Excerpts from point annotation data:
- - -
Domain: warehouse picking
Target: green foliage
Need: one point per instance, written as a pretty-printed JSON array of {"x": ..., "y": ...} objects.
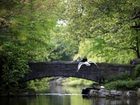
[
  {"x": 136, "y": 71},
  {"x": 14, "y": 59},
  {"x": 106, "y": 25}
]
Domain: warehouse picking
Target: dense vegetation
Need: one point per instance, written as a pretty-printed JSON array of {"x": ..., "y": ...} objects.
[{"x": 47, "y": 30}]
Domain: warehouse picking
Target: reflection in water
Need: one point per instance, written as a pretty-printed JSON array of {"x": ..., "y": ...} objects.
[
  {"x": 61, "y": 97},
  {"x": 65, "y": 100}
]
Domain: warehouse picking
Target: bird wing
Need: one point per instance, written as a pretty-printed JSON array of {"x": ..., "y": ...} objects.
- - -
Please echo all of the entries above word for word, omitting the pictures from your reply.

**Solution to this task:**
Domain: warehouse picking
Target: green foliage
Need: one point per instance, written as a pretty-printed JSON array of {"x": ..., "y": ...} objects.
[
  {"x": 136, "y": 71},
  {"x": 14, "y": 59},
  {"x": 106, "y": 25}
]
Domain: warehouse picking
Target: dense vegetation
Need: one point per instance, written as a pretty-printed JSON array of {"x": ..., "y": ...} objects.
[{"x": 47, "y": 30}]
Domain: warehouse picking
Target: reflection in water
Need: one point per instance, written as a pretty-printed JSON array of {"x": ..., "y": ...} objects.
[
  {"x": 61, "y": 97},
  {"x": 65, "y": 100}
]
Domain: warehouse picking
Target: bird wing
Need: one point per instance, written as a pretty-printed JSON array of {"x": ..., "y": ...} objects.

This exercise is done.